| ESTRATTO |
------------

Questa sera, in occasione del Concerto della Filarmonica della Scala
diretto da Susanna Mälkki, il Sovrintendente Stéphane Lissner ha letto questo
personale ricordo di Claudio Abbado, invitando il pubblico a un minuto di
raccoglimento
La
Scala oggi è silenziosa. Claudio Abbado ci ha lasciati. Così si usa dire. Ma in
realtà non è vero: in questo teatro resterà per sempre. Il ricordo del suo concerto del 30 ottobre
2012, insieme a Daniel Barenboim, è ancora nell’aria. Il segno che ha lasciato nei
diciotto anni della sua presenza qui, ancora visibile.
Alla
Scala, Abbado ha dedicato il fiore dei suoi anni: ne aveva ventisette quando ha
diretto per la prima volta, nel 1960, alla Piccola Scala. Nel 1965 ha debuttato
in questa sala con la Seconda Sinfonia di Mahler. Nel 1968 ha assunto la guida
dell’Orchestra. Nel 1972 è diventato Direttore Musicale del Teatro.
In
diciotto anni è salito sul podio di 362
spettacoli d’opera, 217 concerti e 6 balletti, per un totale di 567 serate. Ma questi, in fondo, sono solo numeri. Claudio
Abbado era ben altro che una carriera ai
vertici della musica negli ultimi cinquant’anni del nostro tempo.
Innanzitutto
c’era l’uomo, che ho conosciuto prima del musicista. Con lui e Peter Brook abbiamo
lavorato insieme per tre mesi - tempo incredibile per un solo spettacolo - ed è
nato un Don Giovanni che ha fatto
storia e ha girato il mondo, arrivando fino a Milano, al Piccolo Teatro.
Con
lui vedevo crescere le idee del regista riflesse nello specchio della sua intelligenza
musicale, in cui il dominio dei dettagli non offuscava mai la visione del
tutto. Erano importanti anche i suoi silenzi. E il pubblico si era affezionato a decifrare i
grandi moti dell’animo dai piccoli gesti. Intuiva la complessità che c’era
dietro tanta discrezione.
Alla
Scala, Abbado ha diretto un repertorio sterminato, da Rossini a Nono, da Verdi
a Schoenberg. Ha realizzato festival dedicati
a Musorgskij, a Stravinsky, a Berg, in cui si eseguiva tutta la musica di
quegli autori e si facevano convegni internazionali di cui rimanevano gli atti,
ad arricchire la riflessione. Insieme a Maurizio Pollini ha portato la musica in
città, nelle scuole, sui posti di lavoro. Alla Scala ha aperto cicli speciali
per Giovani e Anziani, che ancora sono rimasti nell’offerta del Teatro.

------------

[Voci di dati]
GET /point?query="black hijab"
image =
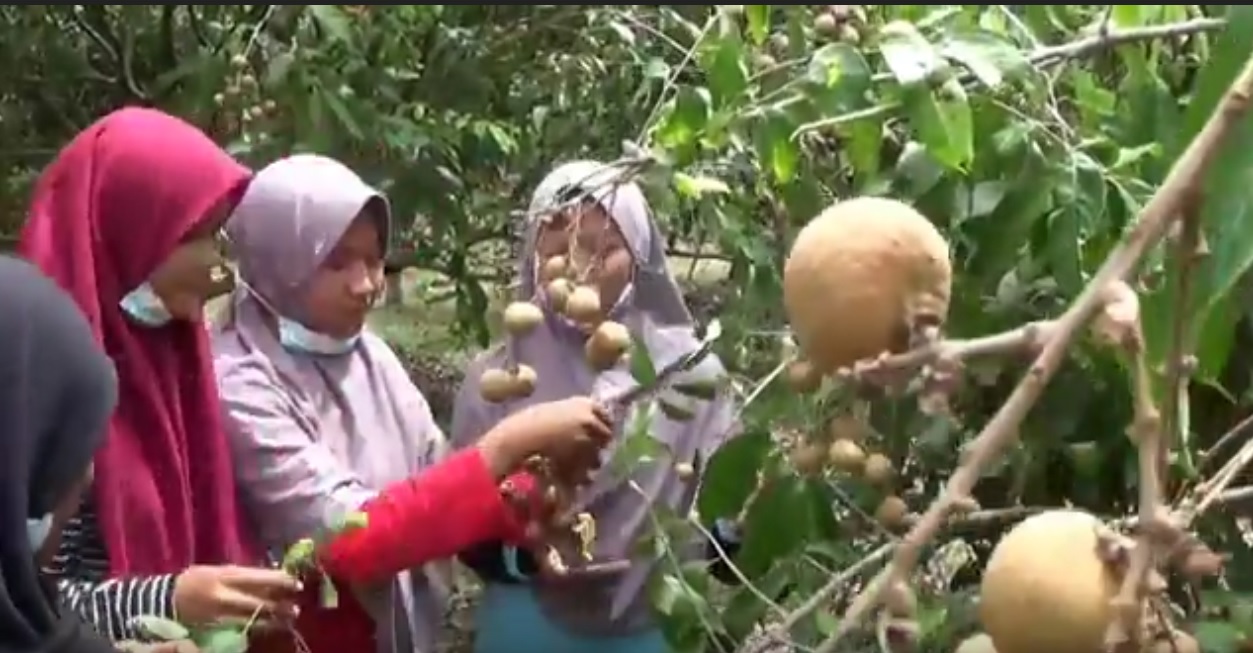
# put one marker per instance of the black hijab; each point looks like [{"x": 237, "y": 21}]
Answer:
[{"x": 57, "y": 392}]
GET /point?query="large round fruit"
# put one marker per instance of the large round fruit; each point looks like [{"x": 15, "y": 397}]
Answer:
[
  {"x": 1046, "y": 588},
  {"x": 860, "y": 276}
]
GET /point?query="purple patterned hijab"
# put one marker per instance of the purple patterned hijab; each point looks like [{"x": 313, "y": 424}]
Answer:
[
  {"x": 654, "y": 311},
  {"x": 315, "y": 436}
]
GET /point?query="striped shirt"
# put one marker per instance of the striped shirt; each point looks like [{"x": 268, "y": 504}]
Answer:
[{"x": 82, "y": 572}]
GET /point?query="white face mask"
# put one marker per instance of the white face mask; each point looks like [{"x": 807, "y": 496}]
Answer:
[
  {"x": 144, "y": 306},
  {"x": 38, "y": 532},
  {"x": 300, "y": 339}
]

------------

| CONSEGNA |
Rispondi a queste domande sul ricordo di Claudio Abbado:
1. In che anno Abbado ha diretto per la prima volta alla Piccola Scala?
2. Per quanto tempo si è lavorato al Don Giovanni con Peter Brook?
3. Con chi Abbado ha portato la musica in città, nelle scuole e sui posti di lavoro?

| RISPOSTA |
1. Nel 1960.
2. Per tre mesi.
3. Con Maurizio Pollini.